Passage provided -
##########
Buttermilk and Greek Yogurt Multigrain SD with Seeds and Sprouts

After seeing Ian’s post using buttermilk and Greek yogurt I just couldn’t resist taking one of our normal multigrain breads and having a go at it to see what the taste difference would result.  Plus Lucy is always one to try new and interesting things in bread so that she can DaPumperize them later.

 

We had made a huge batch of Greek yogurt earlier in the week and was just going to go with that as an add it but noticed the buttermilk was still unopened even if 3 months out of date.  My reasoning was that since buttermilk is sour already, how much more sour would it be and if baking it to 205 F on the inside what could live through that?  The buttermilk smelled fine but was much thicker than usual.
##########
Record list -
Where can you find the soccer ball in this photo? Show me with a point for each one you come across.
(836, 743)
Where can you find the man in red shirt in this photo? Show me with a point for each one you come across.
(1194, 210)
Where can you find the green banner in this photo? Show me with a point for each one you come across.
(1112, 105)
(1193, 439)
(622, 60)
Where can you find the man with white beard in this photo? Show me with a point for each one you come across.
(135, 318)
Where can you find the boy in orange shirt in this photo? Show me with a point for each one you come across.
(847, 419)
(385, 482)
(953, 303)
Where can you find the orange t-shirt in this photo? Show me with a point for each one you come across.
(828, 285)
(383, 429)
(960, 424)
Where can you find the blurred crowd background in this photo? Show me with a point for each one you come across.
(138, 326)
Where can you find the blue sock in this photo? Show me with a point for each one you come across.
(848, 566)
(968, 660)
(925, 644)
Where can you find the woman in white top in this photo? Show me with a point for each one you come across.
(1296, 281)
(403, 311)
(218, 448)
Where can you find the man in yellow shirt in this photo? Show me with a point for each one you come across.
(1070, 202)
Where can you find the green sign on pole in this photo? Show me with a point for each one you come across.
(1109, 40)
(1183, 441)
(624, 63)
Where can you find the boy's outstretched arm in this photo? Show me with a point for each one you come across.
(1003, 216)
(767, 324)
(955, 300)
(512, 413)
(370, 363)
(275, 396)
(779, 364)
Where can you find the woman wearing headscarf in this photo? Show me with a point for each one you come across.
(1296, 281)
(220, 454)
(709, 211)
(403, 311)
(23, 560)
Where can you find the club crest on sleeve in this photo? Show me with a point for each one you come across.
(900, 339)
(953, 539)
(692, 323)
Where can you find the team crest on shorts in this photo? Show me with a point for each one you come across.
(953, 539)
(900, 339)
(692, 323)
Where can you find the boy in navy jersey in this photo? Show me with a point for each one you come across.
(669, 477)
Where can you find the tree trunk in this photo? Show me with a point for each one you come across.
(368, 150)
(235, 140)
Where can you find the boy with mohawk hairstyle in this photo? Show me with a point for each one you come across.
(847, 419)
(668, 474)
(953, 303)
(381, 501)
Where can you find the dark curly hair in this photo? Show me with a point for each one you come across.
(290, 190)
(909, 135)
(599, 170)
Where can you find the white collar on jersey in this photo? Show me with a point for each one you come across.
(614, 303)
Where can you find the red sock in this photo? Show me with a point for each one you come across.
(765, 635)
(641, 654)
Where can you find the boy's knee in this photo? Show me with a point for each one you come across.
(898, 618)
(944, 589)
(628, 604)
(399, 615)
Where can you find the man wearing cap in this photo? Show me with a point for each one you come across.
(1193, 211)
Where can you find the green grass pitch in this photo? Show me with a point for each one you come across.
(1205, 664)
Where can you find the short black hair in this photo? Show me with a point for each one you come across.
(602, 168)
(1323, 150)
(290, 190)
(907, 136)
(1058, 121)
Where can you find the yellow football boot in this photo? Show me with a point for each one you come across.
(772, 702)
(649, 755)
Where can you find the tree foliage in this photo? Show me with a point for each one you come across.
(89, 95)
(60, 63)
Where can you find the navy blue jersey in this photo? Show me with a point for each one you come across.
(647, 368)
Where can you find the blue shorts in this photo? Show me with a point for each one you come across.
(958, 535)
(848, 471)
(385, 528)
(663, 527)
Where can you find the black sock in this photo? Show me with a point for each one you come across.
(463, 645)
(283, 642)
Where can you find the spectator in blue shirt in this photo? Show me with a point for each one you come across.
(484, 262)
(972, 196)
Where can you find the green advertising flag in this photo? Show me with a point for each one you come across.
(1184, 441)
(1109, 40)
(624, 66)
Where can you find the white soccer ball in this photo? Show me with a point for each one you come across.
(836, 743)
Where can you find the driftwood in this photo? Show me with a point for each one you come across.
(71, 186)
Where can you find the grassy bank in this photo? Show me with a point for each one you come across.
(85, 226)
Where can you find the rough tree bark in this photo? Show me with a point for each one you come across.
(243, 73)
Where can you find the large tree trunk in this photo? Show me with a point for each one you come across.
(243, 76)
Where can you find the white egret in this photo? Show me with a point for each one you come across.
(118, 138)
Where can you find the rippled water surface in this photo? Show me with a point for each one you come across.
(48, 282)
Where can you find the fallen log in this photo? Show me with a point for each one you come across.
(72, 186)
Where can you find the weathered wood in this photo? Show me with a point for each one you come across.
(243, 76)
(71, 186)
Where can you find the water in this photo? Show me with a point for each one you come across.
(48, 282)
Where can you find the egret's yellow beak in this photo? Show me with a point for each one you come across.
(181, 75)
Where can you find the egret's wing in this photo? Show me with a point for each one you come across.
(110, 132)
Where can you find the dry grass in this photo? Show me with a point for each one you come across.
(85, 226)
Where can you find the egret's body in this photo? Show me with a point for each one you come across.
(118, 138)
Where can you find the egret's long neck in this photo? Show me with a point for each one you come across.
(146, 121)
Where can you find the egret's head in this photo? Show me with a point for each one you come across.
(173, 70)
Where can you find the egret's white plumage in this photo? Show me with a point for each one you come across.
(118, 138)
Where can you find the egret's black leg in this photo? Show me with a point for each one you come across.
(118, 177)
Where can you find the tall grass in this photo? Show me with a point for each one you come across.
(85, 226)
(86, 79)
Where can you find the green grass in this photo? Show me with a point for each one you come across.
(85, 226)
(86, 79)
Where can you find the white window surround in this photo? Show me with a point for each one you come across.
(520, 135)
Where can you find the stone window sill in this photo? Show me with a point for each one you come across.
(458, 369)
##########
Given instruction 1 -
Please pull out every row that contains the string "orange", matching case exactly.
Given instruction 2 -
Take the post about baking the buttermilk and Greek yogurt multigrain bread further, starting after its last sentence.

Reply 1 -
Where can you find the boy in orange shirt in this photo? Show me with a point for each one you come across.
Where can you find the orange t-shirt in this photo? Show me with a point for each one you come across.

Reply 2 -
 

We used 10 g each of our WW and rye starters to build the levain.  One hour after the 3rd feeding we refrigerated it for 48 hours to bring out the sour.  When we removed the levain from the fridge so it could finish its doubling in volume we started the autolyse of everything else, including the ground flax and sesame seeds, except the sprouts, pumpkin seeds and aromatic bread spices consisting of caraway, fennel, anise and coriander.

  

This week we ran out of everything so had to make a batch of Toadies and some barley and rye sprouts to make red and white malts out of later today after their 5 days of sprouting.  We pinched off 50 g of these wet sprouts for this bread yesterday.  

  

All the whole grains were in the levain and we added some potato flakes, semolina and corn flour to the AP in the dough flours.  The whole grains came in at slightly less than 25 % but when including the Toadies and sprouts this shoots up to over 40%.  Toadies are sifted middlings, wheat bran, oat bran and wheat germ that is toasted until golden brown and then reground.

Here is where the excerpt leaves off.